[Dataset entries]
###

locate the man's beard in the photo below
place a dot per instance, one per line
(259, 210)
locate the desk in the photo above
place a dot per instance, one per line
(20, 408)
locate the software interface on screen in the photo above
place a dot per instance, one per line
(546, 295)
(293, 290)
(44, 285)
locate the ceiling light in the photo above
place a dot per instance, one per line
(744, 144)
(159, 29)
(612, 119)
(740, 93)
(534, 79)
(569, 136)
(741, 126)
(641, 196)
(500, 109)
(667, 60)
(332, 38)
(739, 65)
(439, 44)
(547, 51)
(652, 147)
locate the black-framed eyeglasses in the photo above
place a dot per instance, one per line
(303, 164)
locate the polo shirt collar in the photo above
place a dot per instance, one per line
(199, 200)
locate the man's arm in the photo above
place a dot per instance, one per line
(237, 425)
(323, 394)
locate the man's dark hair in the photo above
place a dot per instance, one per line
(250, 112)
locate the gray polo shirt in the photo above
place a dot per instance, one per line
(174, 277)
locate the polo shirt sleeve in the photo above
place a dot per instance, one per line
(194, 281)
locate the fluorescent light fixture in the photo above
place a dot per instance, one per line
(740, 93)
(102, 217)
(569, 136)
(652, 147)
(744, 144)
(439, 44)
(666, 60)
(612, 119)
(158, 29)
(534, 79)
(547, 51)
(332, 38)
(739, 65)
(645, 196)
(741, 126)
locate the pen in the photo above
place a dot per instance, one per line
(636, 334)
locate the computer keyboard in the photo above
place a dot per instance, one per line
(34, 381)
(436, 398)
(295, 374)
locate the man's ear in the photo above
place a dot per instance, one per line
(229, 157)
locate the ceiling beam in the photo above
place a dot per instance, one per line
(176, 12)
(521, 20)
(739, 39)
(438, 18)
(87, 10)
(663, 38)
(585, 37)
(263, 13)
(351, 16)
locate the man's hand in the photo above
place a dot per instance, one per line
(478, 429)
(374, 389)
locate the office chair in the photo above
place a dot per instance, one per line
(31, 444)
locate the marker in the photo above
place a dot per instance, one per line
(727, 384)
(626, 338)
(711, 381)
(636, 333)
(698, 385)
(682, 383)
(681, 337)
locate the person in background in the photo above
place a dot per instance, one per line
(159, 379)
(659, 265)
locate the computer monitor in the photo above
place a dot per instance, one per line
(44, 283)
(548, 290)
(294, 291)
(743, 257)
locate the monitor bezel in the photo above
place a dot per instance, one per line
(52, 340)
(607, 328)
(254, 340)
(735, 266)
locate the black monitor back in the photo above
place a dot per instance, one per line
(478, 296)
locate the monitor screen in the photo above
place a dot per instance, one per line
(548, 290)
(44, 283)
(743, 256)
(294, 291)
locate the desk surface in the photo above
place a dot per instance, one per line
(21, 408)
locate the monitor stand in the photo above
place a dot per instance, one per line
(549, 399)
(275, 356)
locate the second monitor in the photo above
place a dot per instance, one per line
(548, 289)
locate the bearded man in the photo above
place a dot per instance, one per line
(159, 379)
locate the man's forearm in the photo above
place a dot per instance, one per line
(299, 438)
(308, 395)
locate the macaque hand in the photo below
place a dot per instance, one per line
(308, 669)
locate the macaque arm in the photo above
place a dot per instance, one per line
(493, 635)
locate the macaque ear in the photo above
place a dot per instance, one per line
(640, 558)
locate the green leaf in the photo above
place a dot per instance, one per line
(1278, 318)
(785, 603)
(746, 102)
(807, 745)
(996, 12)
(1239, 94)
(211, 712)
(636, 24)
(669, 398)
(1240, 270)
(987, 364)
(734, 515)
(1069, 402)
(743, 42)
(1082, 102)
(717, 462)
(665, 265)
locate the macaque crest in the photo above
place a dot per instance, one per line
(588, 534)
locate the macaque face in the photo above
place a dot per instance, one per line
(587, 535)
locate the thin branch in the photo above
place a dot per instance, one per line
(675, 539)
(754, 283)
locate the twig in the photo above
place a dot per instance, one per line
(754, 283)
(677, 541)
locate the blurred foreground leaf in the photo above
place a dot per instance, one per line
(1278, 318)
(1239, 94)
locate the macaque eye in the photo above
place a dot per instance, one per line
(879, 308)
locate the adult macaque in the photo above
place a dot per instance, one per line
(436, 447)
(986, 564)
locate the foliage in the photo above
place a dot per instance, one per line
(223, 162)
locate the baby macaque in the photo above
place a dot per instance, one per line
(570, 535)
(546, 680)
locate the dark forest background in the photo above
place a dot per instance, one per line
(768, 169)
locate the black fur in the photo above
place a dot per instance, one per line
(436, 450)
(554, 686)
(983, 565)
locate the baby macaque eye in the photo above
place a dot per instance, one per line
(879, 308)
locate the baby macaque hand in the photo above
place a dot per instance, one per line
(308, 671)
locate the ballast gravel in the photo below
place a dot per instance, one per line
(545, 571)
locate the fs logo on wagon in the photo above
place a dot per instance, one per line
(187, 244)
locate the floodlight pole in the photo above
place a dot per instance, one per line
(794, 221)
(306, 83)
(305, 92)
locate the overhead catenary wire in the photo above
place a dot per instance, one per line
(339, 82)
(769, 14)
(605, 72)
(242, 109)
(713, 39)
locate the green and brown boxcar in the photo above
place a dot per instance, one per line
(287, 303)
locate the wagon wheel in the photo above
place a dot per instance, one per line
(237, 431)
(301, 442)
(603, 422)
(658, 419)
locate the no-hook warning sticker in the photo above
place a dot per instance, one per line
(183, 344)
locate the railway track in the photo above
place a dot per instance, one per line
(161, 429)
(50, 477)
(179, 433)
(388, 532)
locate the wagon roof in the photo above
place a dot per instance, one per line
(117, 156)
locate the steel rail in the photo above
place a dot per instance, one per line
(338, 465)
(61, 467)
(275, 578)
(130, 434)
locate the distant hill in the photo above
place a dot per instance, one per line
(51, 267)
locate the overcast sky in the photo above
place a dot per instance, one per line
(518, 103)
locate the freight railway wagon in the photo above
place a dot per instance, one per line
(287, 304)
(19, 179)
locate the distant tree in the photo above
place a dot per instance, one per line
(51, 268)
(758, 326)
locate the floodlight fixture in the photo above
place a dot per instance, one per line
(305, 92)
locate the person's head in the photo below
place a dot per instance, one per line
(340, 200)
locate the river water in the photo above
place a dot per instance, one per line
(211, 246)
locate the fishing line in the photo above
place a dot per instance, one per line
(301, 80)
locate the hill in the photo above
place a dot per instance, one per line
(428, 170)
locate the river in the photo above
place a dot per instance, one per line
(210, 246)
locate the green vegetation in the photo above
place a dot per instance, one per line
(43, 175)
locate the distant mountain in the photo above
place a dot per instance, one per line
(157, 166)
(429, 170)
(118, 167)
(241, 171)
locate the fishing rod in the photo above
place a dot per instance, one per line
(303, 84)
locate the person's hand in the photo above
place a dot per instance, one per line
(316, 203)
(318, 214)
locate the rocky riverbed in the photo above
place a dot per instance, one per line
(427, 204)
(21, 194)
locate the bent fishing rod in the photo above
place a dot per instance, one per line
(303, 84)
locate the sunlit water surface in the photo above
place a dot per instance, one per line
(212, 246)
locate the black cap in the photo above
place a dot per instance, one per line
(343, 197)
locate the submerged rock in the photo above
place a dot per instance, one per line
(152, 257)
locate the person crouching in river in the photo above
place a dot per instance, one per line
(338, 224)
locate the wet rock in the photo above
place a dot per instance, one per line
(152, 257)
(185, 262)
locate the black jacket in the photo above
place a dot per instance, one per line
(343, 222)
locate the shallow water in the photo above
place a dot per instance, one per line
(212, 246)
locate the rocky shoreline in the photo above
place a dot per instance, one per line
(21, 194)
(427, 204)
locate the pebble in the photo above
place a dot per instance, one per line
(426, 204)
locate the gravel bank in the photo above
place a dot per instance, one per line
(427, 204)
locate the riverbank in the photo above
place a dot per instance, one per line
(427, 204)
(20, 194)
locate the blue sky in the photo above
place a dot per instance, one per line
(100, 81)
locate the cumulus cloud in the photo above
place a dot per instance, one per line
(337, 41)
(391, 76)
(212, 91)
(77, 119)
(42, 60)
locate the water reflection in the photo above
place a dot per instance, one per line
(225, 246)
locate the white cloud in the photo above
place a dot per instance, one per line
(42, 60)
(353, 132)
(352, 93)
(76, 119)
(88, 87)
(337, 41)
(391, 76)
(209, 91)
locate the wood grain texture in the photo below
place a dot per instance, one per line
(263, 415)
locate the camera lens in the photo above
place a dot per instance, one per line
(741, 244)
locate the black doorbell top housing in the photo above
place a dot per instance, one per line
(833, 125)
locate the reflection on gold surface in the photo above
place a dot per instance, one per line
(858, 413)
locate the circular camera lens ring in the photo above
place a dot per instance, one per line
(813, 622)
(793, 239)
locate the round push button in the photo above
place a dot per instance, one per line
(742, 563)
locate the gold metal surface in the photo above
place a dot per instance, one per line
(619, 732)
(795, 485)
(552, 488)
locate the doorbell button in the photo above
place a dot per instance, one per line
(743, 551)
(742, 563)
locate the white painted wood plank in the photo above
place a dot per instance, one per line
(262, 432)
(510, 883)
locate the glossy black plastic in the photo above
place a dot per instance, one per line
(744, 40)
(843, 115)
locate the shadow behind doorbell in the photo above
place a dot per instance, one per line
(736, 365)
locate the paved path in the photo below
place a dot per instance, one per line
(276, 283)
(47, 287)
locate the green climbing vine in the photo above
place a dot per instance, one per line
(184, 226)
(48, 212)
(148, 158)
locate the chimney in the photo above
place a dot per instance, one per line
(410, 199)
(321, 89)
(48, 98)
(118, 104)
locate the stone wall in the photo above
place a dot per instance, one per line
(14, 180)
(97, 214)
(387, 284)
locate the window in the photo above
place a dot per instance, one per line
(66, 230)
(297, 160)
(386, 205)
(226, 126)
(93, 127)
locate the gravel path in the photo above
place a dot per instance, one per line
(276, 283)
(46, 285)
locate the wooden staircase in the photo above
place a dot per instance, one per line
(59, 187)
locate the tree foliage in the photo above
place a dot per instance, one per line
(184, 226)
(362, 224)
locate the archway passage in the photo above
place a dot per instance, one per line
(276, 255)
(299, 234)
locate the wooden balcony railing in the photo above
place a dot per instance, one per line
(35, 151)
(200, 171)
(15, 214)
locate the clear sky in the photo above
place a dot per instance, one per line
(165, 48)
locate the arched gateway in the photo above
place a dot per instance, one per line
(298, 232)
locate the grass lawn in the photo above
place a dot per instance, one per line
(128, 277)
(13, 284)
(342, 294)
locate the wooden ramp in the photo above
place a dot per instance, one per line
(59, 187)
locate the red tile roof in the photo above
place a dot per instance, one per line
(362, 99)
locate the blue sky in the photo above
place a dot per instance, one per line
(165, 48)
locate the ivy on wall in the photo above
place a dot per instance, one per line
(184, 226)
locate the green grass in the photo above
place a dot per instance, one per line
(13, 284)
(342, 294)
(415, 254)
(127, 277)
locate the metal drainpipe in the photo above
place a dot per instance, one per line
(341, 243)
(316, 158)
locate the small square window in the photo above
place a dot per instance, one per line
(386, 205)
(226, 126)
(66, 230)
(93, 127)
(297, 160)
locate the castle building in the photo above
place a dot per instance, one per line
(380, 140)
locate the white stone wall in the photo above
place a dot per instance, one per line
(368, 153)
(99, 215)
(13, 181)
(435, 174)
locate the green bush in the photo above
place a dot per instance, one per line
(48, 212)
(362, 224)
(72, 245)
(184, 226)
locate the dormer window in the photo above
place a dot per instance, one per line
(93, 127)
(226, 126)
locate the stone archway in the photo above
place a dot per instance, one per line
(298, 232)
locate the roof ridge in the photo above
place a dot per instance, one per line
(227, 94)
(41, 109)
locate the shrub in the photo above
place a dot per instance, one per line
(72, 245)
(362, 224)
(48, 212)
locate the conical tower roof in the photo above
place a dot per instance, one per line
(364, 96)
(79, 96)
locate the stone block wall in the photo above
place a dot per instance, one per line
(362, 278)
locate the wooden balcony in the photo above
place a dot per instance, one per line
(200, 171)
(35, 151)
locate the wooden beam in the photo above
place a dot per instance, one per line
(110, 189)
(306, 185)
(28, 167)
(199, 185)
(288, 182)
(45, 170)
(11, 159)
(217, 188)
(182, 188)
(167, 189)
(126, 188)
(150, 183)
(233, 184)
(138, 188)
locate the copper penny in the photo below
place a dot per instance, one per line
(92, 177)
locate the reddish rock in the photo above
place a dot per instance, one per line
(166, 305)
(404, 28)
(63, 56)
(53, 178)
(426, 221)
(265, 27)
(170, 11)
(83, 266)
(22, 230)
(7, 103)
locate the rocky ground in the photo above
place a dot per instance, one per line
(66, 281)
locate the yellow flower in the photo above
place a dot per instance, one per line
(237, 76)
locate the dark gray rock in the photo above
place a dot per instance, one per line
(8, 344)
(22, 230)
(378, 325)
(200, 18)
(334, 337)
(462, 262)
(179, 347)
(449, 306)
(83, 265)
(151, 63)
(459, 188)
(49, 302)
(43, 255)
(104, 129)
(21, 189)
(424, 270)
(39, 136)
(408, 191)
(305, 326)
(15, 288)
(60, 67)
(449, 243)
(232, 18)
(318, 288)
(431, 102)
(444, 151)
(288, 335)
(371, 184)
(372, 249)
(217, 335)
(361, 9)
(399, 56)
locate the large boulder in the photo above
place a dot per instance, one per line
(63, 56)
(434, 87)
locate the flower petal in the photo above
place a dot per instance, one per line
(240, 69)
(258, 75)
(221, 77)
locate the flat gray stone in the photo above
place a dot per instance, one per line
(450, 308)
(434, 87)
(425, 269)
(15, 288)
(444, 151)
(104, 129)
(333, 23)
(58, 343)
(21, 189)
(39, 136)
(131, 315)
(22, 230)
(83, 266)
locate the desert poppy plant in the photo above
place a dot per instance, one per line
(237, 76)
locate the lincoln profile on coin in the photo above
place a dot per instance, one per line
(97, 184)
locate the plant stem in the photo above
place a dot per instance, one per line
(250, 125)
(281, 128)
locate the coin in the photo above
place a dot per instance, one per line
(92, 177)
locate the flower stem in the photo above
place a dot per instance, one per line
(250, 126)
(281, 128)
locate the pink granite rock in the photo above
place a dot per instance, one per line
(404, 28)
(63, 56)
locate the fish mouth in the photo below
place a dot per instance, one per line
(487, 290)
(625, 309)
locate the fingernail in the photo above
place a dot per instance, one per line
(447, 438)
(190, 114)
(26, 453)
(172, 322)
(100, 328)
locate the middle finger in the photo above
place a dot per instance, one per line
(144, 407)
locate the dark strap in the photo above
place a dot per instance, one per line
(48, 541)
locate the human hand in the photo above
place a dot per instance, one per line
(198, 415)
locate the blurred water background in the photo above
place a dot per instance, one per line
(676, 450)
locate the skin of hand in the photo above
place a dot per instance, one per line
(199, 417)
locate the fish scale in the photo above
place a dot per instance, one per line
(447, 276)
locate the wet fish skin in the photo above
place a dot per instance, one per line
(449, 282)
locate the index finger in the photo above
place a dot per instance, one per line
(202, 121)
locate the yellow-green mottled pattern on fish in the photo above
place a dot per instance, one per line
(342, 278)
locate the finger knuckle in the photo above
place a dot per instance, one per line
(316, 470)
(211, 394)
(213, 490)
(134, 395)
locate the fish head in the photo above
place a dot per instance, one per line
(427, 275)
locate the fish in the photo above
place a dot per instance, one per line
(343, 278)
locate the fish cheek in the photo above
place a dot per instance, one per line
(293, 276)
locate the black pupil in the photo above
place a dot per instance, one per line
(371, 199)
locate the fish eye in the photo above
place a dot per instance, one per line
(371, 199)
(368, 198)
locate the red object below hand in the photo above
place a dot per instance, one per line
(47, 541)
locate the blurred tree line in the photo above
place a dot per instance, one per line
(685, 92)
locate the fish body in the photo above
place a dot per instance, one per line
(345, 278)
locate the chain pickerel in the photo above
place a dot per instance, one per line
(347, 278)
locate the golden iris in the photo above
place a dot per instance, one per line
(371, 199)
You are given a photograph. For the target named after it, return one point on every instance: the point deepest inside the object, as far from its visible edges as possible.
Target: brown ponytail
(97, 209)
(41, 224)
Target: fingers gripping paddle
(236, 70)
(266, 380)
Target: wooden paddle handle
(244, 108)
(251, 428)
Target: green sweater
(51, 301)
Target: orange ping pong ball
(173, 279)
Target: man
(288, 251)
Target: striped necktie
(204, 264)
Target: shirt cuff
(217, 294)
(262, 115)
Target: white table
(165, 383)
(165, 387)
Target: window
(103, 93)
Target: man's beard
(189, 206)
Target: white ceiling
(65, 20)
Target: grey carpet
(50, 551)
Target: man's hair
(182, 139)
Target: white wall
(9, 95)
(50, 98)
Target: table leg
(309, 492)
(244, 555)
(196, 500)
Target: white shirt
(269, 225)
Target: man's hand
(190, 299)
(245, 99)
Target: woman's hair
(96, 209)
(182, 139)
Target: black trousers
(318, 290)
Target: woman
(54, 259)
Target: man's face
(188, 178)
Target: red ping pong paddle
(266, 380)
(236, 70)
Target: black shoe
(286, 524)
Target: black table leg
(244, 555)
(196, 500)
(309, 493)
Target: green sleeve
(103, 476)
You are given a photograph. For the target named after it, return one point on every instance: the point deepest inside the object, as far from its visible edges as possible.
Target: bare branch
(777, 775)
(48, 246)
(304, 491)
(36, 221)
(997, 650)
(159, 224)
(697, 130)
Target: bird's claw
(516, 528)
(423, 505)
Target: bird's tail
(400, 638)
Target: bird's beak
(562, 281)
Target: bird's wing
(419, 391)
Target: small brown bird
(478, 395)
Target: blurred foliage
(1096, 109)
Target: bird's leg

###

- Required work -
In the entries above, some lines hold the string "fixture". Copy each of them.

- Task result -
locate the fluorescent light fixture in the photo above
locate the floodlight fixture in the photo above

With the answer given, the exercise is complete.